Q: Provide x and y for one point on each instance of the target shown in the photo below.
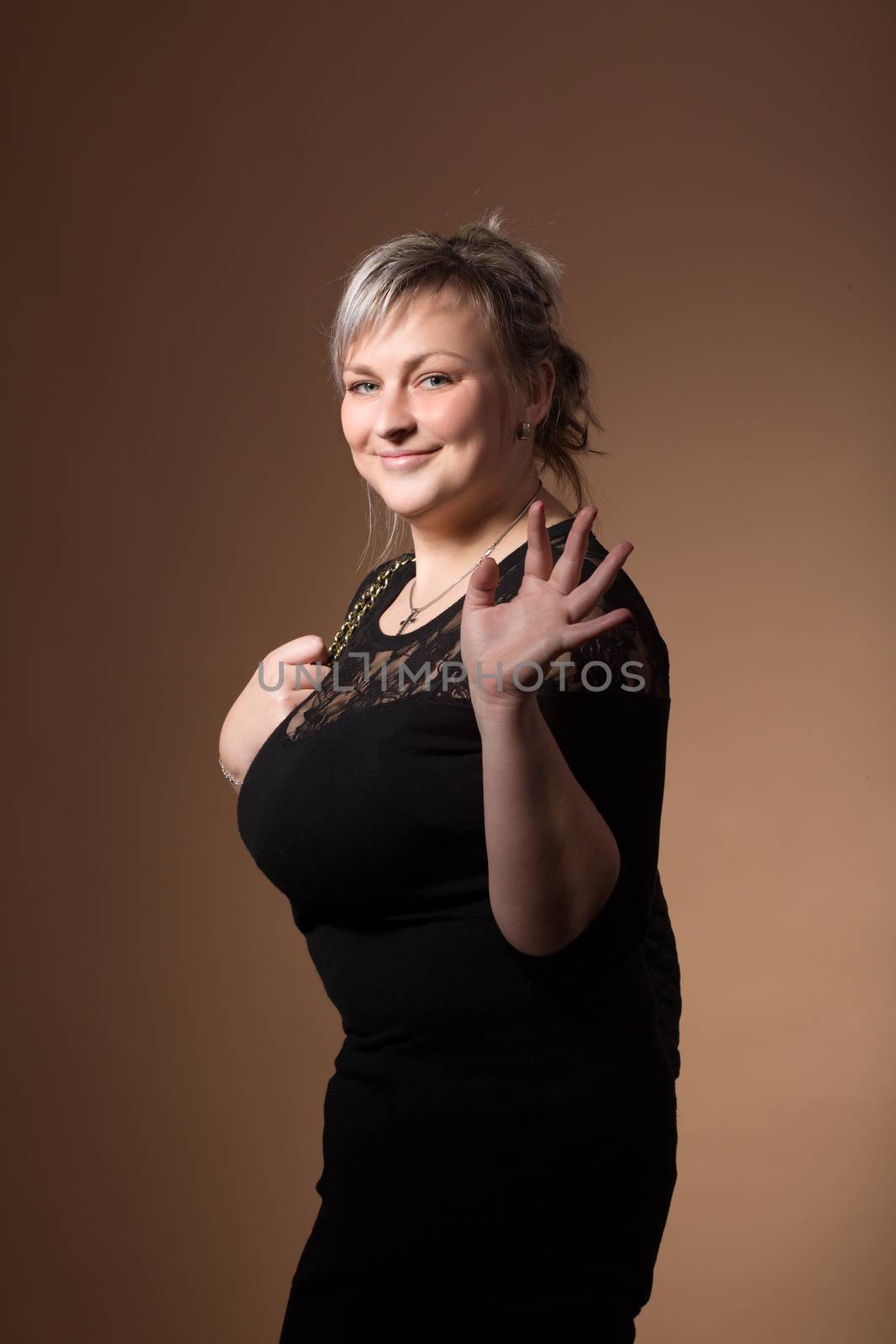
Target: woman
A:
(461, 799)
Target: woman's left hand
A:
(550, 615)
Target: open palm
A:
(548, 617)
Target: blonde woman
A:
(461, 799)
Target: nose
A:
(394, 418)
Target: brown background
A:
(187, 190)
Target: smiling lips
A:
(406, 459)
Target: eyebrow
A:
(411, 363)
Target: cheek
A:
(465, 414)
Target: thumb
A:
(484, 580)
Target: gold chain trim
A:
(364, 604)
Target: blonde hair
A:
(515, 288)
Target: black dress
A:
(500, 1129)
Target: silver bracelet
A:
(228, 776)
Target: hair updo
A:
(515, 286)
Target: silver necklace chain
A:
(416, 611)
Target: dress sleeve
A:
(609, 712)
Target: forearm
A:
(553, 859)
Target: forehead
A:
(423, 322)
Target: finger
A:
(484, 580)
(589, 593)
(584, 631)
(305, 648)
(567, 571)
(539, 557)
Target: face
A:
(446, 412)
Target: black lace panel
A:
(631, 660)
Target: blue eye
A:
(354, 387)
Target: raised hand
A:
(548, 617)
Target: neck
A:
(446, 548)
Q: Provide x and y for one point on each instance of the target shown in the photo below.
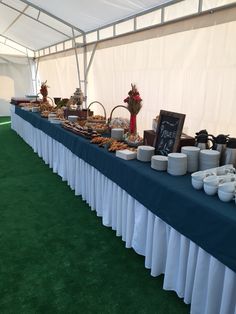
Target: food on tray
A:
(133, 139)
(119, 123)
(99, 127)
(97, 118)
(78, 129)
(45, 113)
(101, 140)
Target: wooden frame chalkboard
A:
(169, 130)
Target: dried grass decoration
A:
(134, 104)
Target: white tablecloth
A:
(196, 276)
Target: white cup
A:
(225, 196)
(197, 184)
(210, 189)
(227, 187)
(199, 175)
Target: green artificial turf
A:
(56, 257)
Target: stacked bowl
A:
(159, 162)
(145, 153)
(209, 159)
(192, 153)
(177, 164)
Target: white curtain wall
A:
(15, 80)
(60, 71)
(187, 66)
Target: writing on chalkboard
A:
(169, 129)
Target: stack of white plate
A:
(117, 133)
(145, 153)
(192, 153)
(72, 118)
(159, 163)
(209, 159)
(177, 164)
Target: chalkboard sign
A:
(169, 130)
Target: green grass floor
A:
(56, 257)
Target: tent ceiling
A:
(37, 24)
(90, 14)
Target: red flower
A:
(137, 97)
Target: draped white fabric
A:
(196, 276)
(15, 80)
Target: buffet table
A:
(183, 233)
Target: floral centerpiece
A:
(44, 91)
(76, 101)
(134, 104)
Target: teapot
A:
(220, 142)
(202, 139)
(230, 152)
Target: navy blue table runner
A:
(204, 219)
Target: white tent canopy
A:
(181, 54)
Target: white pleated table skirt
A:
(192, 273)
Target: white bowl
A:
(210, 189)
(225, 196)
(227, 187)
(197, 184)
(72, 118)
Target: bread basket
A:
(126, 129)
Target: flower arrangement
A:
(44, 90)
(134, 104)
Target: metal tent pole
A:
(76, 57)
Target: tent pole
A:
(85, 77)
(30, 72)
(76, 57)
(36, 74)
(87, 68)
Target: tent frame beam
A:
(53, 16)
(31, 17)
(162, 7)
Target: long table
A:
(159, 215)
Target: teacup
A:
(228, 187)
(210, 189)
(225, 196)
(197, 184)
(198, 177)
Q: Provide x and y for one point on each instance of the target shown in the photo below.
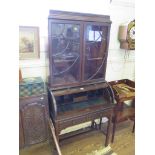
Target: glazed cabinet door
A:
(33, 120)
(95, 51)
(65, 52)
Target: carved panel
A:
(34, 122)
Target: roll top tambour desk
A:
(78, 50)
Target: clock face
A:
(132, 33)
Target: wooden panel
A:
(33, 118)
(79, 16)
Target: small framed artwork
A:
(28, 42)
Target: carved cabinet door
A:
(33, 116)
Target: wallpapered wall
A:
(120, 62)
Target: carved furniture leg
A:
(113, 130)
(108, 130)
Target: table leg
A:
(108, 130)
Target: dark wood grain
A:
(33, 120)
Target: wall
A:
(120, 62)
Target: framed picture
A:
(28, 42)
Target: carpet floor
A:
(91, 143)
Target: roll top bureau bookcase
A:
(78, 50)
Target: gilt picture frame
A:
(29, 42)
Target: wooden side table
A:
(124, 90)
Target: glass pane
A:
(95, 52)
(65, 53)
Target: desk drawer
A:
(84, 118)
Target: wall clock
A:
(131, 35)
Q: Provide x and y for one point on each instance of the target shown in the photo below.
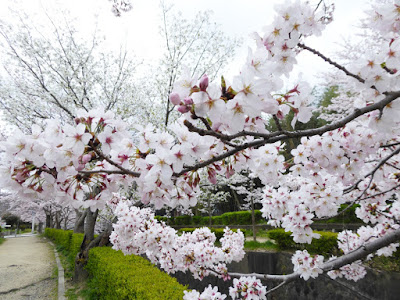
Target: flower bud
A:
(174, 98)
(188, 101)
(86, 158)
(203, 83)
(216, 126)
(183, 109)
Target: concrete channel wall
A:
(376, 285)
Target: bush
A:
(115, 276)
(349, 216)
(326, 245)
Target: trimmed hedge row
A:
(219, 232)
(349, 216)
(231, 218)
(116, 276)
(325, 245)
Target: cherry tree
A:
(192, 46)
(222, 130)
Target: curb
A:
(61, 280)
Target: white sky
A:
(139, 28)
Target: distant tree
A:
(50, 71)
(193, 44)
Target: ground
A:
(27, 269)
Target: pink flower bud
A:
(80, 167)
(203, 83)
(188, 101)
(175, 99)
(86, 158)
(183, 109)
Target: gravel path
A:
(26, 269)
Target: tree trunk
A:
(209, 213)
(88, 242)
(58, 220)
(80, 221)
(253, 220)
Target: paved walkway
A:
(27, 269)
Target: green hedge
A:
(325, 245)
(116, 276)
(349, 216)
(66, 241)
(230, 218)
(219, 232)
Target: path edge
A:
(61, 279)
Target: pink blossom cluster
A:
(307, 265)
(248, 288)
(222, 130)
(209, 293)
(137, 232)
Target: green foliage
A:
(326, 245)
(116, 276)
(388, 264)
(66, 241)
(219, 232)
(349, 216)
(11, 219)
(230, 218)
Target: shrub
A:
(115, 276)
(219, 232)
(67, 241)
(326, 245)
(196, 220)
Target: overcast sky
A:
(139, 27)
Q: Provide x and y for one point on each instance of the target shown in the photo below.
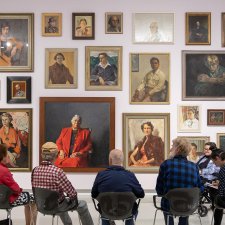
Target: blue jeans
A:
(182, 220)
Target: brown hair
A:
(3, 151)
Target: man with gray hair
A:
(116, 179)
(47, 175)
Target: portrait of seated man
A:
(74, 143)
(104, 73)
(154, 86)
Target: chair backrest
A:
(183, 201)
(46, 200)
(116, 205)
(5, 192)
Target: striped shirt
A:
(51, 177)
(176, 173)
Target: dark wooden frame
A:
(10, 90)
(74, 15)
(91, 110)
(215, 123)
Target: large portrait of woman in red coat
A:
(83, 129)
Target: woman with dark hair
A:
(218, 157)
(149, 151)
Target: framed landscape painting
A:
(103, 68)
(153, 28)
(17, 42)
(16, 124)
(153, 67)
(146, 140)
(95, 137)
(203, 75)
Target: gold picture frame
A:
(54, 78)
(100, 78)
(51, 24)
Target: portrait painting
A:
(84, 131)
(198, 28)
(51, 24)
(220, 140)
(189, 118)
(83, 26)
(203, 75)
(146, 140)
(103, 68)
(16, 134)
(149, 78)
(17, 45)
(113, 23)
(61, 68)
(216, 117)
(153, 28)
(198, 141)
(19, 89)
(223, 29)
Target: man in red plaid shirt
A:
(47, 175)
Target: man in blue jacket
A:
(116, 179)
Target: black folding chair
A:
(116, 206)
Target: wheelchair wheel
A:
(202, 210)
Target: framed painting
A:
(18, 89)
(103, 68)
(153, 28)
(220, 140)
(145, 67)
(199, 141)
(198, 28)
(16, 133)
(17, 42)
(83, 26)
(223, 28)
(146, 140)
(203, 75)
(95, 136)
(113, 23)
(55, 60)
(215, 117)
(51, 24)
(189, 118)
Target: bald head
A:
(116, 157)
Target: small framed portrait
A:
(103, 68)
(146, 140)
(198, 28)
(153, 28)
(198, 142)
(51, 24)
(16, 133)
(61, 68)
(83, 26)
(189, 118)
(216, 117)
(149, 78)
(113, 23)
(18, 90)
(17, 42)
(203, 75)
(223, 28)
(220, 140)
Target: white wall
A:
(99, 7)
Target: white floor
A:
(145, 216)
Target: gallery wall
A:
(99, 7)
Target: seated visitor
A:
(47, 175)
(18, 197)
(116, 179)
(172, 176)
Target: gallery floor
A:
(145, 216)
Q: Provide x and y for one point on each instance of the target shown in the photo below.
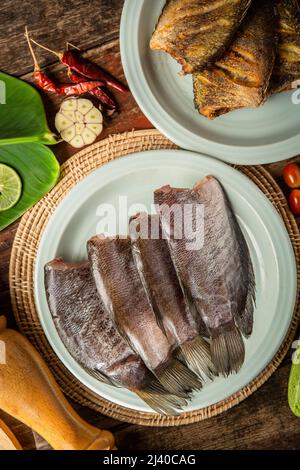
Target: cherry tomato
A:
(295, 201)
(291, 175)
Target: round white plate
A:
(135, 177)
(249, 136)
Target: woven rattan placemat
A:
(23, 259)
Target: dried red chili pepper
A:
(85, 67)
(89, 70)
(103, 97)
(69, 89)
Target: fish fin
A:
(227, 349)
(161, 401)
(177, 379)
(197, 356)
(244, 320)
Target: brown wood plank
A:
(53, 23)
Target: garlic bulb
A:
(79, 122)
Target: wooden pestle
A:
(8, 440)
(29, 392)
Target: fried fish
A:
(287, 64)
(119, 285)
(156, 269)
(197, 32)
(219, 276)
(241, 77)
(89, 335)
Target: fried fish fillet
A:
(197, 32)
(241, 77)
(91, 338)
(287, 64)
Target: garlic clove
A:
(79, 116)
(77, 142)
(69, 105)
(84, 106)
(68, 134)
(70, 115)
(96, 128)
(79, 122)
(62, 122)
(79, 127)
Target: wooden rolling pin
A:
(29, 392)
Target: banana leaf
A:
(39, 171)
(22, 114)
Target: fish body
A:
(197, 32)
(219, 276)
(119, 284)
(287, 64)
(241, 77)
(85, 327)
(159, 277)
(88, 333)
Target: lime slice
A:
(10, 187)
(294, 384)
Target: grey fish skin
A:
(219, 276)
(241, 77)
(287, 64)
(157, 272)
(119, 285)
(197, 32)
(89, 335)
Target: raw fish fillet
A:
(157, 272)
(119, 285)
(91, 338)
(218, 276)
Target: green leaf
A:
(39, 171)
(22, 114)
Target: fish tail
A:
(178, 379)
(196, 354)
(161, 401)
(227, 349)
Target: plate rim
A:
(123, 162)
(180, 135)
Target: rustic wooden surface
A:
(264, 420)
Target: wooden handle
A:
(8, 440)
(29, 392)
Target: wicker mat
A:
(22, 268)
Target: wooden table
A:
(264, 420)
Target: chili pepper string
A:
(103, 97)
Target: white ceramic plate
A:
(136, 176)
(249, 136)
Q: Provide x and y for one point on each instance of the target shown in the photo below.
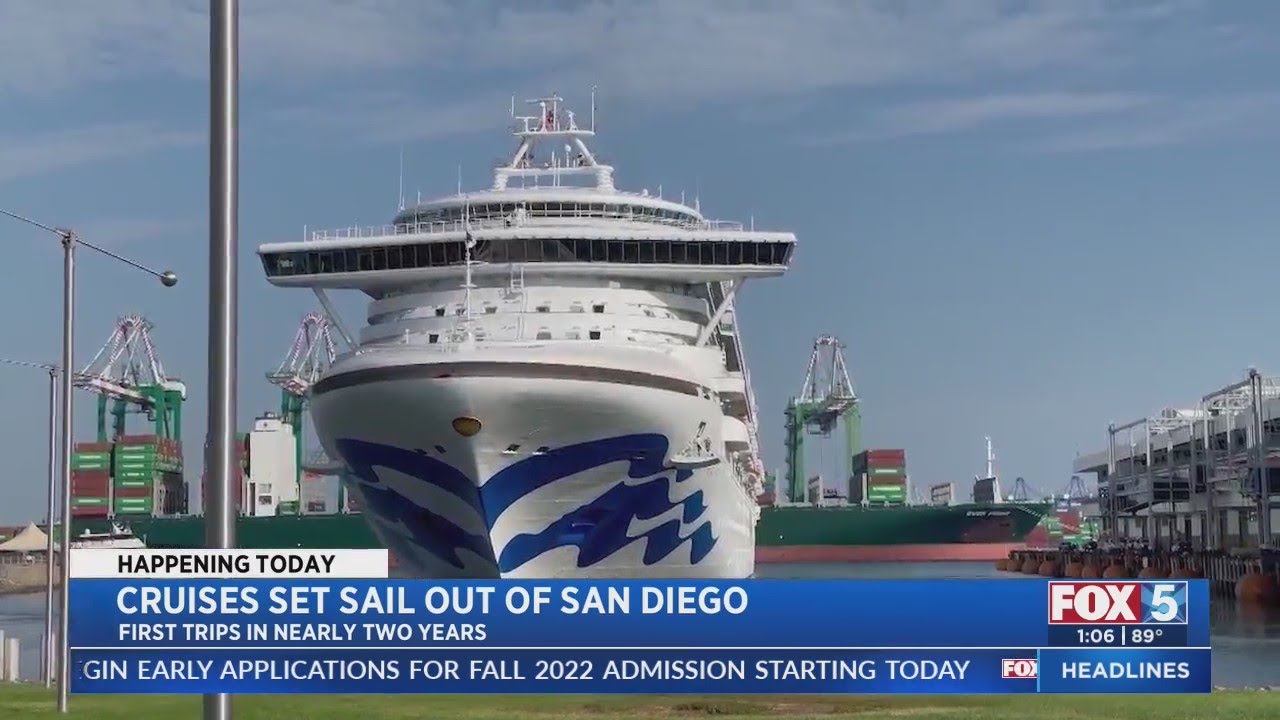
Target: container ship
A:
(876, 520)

========================

How to complete this task: Copy out every line in the records where the word "bowl" is found.

Output for this exercise:
Target: stacked bowl
Target: white bowl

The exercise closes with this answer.